コラム

トランプがいようといまいと、アメリカは「持てる者たち」のための国

2025年12月20日(土)15時00分

マイアミ市長選で勝利した民主党系候補のヒギンズ(12月9日) JOE RAEDLE/GETTY IMAGES

<止まらない物価高でトランプの支持率はだだ下がり それでも金持ちによる金持ちのための国アメリカの社会構造は崩壊しない>

12月9日にフロリダ州マイアミで市長選挙があり、民主党系候補として約30年ぶりにアイリーン・ヒギンズが約60%の票を得て当選。トランプ米大統領が担いだ共和党系候補は敗退した。11月4日のニューヨーク市長選でも、過激な富の再分配を掲げる民主党のゾーラン・マムダニが大差で当選したばかり。

ウクライナ戦争の調停は堂々巡り。大騒ぎで世界各国に「指定した」高関税率は、国内で物価をつり上げたとして、国民から抗議の声が上がっている。そもそも関税率決定は大統領の権限にあらずとの見方を裁判所が示し、年末にも最高裁が最終評定を出す構え。トランプは就任1年を待たずして、はや転換点に差しかかった。来年は中間選挙の年だ。

保存データ →

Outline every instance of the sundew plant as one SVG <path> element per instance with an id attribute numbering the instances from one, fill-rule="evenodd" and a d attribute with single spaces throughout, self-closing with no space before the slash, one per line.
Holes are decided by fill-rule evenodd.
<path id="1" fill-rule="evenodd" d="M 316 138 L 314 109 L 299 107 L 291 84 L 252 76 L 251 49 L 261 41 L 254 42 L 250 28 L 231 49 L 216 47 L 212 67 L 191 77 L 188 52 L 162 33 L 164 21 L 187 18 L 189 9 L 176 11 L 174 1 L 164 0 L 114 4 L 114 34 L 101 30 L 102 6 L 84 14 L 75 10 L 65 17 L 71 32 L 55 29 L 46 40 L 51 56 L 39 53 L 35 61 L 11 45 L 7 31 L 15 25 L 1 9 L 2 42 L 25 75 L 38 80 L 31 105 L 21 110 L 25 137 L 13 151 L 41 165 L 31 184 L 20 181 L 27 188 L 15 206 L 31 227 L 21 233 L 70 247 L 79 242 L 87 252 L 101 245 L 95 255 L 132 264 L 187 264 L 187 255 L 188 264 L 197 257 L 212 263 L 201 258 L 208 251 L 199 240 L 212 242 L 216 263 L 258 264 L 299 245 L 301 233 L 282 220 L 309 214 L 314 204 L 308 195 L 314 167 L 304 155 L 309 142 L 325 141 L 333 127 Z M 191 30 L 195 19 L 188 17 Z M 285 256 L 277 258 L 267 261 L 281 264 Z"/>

課題 →
(a) アメリカ政治のコラムによれば、11月4日のニューヨーク市長選で大差で当選したのは誰か。
(b) アメリカ政治のコラムの最後の文に続けて、その先を書くこと。

解答 →
(a) 民主党のゾーラン・マムダニ。

(b)
すわ、民主党の逆襲が始まった。国は共和・民主の対立で内戦状態に......というのは、2024年の映画『シビル・ウォー アメリカ最後の日』の筋書きで、実際はそうなるまい。というのは、共和、民主両党とも「持てる者」の党というか、少なくともその政治資金を大企業に依存しているからだ。かつては製造業の労働者と労働組合に資金を依存した民主党は、製造業の国外流出でこれらの資金を失い、2000年代初頭には政治資金の大半を金融・ITを中心とする大企業に仰ぐようになった。

プロフィール

河東哲夫

(かわとう・あきお)外交アナリスト。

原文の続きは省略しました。